(MATERIAL PROVIDED begins)

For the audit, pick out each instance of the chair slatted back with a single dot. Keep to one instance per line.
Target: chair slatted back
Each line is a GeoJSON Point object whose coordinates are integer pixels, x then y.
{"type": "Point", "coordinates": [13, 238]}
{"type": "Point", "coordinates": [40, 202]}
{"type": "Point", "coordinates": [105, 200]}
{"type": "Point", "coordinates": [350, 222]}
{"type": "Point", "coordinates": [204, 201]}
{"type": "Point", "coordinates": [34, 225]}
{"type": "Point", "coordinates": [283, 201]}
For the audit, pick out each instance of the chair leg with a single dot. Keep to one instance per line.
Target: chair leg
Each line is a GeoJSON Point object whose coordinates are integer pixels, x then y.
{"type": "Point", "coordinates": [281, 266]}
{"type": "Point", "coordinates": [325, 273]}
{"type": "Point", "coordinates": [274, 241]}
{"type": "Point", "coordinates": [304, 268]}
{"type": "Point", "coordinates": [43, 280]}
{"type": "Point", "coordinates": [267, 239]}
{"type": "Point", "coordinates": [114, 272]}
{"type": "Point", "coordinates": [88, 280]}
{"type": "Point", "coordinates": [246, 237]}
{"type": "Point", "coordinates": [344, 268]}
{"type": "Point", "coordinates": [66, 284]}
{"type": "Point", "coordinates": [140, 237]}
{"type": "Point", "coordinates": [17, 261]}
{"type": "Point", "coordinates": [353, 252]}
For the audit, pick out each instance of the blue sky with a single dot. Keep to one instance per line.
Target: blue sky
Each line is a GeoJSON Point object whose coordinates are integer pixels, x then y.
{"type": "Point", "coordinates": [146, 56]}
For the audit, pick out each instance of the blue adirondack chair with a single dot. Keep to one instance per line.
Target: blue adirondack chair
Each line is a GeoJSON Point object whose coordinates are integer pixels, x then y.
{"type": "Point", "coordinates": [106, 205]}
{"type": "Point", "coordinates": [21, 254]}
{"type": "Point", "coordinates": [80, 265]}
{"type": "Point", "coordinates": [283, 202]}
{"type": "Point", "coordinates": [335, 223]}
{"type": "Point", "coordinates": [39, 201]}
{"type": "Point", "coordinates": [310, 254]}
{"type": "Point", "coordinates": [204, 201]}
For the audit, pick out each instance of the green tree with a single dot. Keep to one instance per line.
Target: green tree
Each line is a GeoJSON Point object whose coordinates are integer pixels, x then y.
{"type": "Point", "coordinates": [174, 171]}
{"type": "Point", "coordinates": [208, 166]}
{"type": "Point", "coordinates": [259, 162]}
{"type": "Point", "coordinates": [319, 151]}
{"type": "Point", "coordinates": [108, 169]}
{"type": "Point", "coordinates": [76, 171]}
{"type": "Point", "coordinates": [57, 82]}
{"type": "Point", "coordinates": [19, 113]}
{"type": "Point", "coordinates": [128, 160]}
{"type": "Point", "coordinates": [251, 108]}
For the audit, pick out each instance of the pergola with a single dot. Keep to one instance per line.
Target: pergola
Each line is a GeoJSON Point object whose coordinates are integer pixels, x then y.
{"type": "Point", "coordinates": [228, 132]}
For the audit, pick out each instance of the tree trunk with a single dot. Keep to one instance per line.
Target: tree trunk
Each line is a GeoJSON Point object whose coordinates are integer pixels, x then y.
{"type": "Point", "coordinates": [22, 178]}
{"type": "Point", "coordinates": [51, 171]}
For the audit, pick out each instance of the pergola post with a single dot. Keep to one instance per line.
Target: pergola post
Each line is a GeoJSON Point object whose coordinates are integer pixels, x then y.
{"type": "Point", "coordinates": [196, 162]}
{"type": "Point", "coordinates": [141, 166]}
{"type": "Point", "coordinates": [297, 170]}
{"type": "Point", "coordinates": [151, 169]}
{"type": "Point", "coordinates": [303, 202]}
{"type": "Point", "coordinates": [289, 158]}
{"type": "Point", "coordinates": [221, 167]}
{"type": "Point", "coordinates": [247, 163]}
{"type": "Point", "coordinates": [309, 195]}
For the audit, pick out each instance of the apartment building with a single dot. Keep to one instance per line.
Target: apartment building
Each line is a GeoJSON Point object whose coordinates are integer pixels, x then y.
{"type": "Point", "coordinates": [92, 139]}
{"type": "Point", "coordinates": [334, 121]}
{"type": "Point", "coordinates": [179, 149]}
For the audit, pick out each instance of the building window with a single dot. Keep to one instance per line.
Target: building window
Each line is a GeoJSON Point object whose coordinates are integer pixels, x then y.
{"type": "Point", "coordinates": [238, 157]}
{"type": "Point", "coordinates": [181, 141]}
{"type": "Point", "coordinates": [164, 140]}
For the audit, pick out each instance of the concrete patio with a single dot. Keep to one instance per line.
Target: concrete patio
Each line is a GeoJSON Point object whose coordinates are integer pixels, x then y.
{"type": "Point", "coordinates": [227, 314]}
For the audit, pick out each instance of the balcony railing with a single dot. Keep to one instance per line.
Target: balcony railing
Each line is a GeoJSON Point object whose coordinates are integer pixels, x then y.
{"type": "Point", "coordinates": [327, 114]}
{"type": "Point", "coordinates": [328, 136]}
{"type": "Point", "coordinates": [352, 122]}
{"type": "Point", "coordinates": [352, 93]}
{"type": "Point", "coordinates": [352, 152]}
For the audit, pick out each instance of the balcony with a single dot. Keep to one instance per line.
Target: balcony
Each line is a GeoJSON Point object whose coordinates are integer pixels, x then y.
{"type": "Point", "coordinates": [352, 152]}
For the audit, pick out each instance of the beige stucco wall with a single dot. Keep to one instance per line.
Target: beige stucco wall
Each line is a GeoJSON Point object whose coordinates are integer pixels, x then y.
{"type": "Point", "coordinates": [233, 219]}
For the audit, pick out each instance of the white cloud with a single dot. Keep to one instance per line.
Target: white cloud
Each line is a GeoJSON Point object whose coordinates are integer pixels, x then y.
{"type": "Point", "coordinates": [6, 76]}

(MATERIAL PROVIDED ends)

**YOUR GOAL:**
If a line in the listing holds the word "building", list that line.

**SOLUTION:**
For the audit, pick out each instance of the apartment building with a single dot. Keep to one instance per line.
Target: apartment building
For the audit, pick out each instance of the building window with a single dot. Keep to one instance per line.
Target: building window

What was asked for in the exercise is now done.